(Region annotation entries)

────

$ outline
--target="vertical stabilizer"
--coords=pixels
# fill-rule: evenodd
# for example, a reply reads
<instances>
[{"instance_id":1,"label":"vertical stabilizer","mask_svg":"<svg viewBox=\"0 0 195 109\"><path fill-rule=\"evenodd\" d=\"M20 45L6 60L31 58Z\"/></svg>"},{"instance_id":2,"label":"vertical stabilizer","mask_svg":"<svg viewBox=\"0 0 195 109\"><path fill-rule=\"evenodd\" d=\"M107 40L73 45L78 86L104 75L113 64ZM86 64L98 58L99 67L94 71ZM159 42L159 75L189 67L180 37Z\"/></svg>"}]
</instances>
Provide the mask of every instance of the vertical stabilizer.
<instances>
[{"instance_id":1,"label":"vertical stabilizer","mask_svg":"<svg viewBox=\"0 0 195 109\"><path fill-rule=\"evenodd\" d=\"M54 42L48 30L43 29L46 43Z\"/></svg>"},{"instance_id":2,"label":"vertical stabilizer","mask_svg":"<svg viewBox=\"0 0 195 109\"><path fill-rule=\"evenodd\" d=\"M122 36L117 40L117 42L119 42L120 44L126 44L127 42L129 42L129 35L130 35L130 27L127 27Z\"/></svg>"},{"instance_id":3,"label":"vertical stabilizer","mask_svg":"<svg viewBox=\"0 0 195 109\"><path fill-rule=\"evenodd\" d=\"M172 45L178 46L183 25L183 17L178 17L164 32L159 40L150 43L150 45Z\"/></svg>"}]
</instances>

────

> _Description of the task_:
Output each of the entries above again, line for line, with nothing changed.

> _The output_:
$ outline
--target="vertical stabilizer"
--coords=pixels
# fill-rule: evenodd
# for example, a reply reads
<instances>
[{"instance_id":1,"label":"vertical stabilizer","mask_svg":"<svg viewBox=\"0 0 195 109\"><path fill-rule=\"evenodd\" d=\"M20 45L6 60L31 58Z\"/></svg>"},{"instance_id":2,"label":"vertical stabilizer","mask_svg":"<svg viewBox=\"0 0 195 109\"><path fill-rule=\"evenodd\" d=\"M107 40L73 45L78 86L104 75L113 64ZM86 64L98 58L99 67L94 71ZM159 42L159 75L189 67L180 37Z\"/></svg>"}]
</instances>
Provide the mask of every instance of the vertical stabilizer.
<instances>
[{"instance_id":1,"label":"vertical stabilizer","mask_svg":"<svg viewBox=\"0 0 195 109\"><path fill-rule=\"evenodd\" d=\"M54 42L48 30L43 29L46 43Z\"/></svg>"},{"instance_id":2,"label":"vertical stabilizer","mask_svg":"<svg viewBox=\"0 0 195 109\"><path fill-rule=\"evenodd\" d=\"M122 36L117 40L117 42L119 42L120 44L126 44L127 42L129 42L129 35L130 35L130 27L127 27Z\"/></svg>"},{"instance_id":3,"label":"vertical stabilizer","mask_svg":"<svg viewBox=\"0 0 195 109\"><path fill-rule=\"evenodd\" d=\"M172 45L178 46L183 25L183 17L178 17L164 32L159 40L150 43L150 45Z\"/></svg>"}]
</instances>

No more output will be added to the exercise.